┌─ RECORDS FOR THIS EXERCISE

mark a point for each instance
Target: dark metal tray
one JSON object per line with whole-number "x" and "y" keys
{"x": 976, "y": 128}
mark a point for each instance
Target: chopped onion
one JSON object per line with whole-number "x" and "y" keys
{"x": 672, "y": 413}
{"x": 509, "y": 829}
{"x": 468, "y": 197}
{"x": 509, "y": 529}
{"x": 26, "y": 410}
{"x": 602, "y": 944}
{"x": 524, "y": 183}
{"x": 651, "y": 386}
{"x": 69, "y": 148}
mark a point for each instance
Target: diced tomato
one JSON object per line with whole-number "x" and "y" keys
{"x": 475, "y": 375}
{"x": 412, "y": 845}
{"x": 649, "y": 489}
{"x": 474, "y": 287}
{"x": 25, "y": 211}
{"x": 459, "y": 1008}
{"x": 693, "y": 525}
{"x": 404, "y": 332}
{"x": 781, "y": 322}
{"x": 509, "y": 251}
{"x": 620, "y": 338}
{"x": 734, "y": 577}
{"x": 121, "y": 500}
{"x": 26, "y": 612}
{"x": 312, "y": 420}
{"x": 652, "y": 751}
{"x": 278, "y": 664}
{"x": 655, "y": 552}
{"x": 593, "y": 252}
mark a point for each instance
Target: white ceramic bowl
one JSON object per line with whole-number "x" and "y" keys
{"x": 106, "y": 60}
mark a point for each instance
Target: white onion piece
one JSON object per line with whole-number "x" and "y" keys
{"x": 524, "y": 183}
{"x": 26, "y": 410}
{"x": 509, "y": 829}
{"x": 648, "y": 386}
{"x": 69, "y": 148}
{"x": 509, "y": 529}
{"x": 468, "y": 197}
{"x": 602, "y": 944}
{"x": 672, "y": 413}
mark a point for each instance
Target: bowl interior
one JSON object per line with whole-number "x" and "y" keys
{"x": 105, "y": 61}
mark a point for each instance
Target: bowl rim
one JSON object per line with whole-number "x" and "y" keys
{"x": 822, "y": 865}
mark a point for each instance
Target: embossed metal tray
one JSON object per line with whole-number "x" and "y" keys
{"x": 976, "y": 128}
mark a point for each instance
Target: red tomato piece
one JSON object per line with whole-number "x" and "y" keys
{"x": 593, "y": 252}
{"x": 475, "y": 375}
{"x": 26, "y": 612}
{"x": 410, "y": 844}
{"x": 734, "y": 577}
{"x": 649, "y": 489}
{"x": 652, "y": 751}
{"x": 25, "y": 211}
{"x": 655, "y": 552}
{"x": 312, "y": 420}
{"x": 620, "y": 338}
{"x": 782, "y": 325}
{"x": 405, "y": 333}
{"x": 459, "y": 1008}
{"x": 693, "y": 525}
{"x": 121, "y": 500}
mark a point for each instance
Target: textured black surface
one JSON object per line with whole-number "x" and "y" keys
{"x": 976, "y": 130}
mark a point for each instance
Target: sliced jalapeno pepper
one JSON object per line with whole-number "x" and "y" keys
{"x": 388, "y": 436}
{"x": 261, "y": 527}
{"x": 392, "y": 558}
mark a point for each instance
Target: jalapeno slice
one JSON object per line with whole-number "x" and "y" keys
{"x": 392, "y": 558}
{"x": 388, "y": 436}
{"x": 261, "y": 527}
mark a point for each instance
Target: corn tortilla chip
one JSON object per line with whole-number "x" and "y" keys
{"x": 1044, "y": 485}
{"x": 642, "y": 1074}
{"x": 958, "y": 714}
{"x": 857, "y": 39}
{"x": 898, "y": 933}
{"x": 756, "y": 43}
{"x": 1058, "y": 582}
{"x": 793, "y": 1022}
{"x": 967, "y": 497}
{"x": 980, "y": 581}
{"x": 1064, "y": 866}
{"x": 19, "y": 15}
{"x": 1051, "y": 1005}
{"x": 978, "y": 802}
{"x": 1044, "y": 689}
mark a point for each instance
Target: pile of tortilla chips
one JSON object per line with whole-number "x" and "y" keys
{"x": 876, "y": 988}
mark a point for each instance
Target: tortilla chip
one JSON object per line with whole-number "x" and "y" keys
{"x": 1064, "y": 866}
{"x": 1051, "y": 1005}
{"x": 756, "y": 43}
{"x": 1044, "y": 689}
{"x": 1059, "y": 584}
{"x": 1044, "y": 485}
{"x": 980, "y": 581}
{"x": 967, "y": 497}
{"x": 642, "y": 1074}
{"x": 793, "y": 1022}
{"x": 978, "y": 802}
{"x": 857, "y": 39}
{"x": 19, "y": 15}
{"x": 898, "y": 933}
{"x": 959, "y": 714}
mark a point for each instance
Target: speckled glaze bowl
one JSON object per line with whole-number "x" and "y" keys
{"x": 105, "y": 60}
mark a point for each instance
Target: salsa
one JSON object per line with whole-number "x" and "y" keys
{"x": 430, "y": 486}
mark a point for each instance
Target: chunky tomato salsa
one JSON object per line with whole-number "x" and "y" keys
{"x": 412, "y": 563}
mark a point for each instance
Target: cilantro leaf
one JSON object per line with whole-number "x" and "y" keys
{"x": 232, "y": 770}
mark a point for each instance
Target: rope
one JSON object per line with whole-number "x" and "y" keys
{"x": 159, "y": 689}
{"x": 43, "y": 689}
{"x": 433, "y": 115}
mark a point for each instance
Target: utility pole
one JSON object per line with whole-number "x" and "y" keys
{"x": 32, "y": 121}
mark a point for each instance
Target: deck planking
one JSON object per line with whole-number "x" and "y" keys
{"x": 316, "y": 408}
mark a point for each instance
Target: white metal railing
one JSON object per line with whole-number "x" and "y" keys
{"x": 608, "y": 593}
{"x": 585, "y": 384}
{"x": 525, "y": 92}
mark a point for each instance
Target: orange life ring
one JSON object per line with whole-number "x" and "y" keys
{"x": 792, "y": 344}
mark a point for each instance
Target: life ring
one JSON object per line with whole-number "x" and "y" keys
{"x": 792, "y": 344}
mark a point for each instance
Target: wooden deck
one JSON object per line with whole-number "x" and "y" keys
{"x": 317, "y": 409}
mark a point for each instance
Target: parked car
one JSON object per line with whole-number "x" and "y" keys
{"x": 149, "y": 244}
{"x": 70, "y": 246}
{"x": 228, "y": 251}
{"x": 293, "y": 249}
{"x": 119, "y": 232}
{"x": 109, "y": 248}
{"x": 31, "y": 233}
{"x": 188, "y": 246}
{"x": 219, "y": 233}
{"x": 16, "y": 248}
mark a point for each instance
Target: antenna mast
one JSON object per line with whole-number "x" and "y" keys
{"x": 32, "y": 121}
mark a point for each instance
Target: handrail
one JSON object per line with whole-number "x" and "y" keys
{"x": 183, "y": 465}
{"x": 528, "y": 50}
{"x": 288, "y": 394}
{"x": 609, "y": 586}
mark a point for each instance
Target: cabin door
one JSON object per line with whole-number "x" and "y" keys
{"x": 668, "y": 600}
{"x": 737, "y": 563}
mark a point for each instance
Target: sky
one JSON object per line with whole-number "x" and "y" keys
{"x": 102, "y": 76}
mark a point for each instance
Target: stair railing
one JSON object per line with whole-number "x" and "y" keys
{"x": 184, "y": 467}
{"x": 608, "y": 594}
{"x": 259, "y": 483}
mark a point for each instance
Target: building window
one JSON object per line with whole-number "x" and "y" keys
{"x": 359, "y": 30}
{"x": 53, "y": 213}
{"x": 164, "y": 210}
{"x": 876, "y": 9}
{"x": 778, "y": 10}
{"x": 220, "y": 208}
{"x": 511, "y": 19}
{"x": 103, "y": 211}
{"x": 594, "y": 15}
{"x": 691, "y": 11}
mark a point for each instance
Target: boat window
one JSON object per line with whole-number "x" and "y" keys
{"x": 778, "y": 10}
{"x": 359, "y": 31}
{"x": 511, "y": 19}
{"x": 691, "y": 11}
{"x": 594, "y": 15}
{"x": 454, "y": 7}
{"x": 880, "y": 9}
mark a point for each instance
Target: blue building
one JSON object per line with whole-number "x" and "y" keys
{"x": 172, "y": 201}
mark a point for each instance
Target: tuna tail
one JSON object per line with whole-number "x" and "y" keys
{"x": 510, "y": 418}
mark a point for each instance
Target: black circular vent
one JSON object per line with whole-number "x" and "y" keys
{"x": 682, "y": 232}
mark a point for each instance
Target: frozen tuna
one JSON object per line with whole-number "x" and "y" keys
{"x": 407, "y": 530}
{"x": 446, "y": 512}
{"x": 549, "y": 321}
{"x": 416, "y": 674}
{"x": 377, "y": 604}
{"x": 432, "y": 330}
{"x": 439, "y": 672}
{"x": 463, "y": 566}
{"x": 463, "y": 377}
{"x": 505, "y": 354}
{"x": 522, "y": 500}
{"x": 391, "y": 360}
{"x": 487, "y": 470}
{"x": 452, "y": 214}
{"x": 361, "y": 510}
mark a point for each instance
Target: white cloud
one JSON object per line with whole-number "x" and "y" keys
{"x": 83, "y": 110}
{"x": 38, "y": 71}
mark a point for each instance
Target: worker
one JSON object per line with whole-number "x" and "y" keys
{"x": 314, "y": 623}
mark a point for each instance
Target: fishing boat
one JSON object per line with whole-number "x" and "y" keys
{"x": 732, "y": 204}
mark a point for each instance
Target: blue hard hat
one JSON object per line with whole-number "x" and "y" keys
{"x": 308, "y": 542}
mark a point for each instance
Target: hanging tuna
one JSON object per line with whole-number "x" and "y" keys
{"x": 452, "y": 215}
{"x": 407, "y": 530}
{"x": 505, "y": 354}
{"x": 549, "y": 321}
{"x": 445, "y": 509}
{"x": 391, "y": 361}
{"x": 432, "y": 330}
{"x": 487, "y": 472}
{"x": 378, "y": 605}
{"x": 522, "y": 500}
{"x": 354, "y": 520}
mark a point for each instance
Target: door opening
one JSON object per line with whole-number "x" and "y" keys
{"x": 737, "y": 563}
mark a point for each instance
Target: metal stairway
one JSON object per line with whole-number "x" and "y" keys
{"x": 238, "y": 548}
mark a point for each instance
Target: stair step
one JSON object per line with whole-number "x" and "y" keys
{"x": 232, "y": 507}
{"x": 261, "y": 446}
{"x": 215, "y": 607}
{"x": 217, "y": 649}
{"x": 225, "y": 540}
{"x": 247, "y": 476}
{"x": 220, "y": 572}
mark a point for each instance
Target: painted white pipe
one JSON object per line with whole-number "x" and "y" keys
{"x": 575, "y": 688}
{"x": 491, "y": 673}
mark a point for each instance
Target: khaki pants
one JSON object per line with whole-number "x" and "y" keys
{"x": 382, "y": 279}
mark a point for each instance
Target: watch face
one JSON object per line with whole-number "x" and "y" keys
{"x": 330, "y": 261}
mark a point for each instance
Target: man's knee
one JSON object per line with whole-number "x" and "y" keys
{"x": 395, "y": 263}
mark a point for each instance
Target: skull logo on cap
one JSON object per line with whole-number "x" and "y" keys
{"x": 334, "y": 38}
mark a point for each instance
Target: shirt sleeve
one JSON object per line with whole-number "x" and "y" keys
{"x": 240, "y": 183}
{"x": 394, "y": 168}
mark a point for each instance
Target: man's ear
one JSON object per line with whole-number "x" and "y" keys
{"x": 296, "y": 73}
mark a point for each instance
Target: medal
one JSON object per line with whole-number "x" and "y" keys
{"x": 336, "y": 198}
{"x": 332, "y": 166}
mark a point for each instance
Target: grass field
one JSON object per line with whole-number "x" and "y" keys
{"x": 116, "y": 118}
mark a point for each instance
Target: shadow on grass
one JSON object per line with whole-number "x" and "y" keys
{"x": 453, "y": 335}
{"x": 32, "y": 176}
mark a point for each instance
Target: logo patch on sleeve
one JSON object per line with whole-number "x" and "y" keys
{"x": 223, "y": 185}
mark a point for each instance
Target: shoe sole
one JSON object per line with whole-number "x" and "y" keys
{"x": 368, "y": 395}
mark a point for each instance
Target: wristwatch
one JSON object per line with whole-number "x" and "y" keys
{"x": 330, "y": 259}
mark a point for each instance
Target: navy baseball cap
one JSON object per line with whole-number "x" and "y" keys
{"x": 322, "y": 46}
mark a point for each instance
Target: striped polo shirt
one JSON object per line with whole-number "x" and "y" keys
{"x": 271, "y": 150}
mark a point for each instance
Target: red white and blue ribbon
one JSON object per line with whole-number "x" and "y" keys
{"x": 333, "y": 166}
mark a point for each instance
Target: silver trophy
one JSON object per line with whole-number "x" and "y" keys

└─

Please copy out each line of the data in which the word "tuna" occurs.

*RESPONSE TO THE EXERCISE*:
Target: tuna tail
Target: frozen tuna
Target: hanging tuna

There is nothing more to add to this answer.